++++ Records shown ++++
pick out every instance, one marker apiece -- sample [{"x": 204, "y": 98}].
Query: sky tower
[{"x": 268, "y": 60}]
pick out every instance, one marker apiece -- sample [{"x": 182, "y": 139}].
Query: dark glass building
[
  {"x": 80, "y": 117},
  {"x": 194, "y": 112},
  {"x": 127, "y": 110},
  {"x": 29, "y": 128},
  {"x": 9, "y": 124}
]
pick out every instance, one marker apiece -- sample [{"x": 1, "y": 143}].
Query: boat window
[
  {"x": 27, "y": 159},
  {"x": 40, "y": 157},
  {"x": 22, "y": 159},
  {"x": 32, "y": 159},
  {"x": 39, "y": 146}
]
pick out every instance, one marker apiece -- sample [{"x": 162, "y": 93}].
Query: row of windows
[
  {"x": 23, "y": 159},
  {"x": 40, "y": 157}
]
++++
++++ Records shown ++++
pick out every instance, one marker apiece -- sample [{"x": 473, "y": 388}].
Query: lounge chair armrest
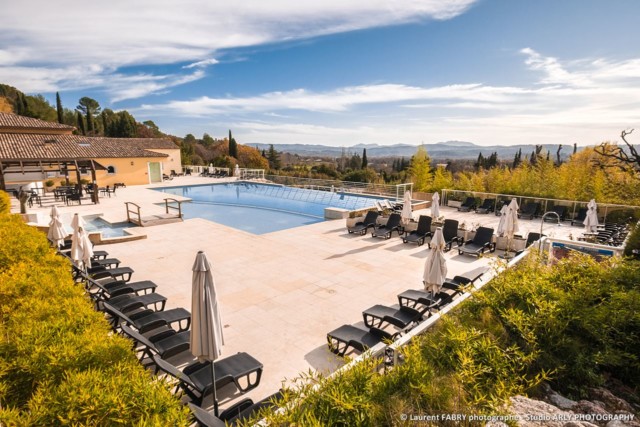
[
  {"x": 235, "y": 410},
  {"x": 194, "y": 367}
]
++++
Collect every line of the records above that contains the word "marker". The match is case-sensitive.

Exercise output:
pick out every instance, one marker apiece -- sample [{"x": 204, "y": 98}].
pick out every instance, one marker apiece -- sample [{"x": 182, "y": 139}].
pick out every instance, one marker apiece -- sample [{"x": 1, "y": 143}].
pick out every instance, one marker apiece -- sample [{"x": 162, "y": 93}].
pick out every instance, one marker apiece -- sample [{"x": 473, "y": 388}].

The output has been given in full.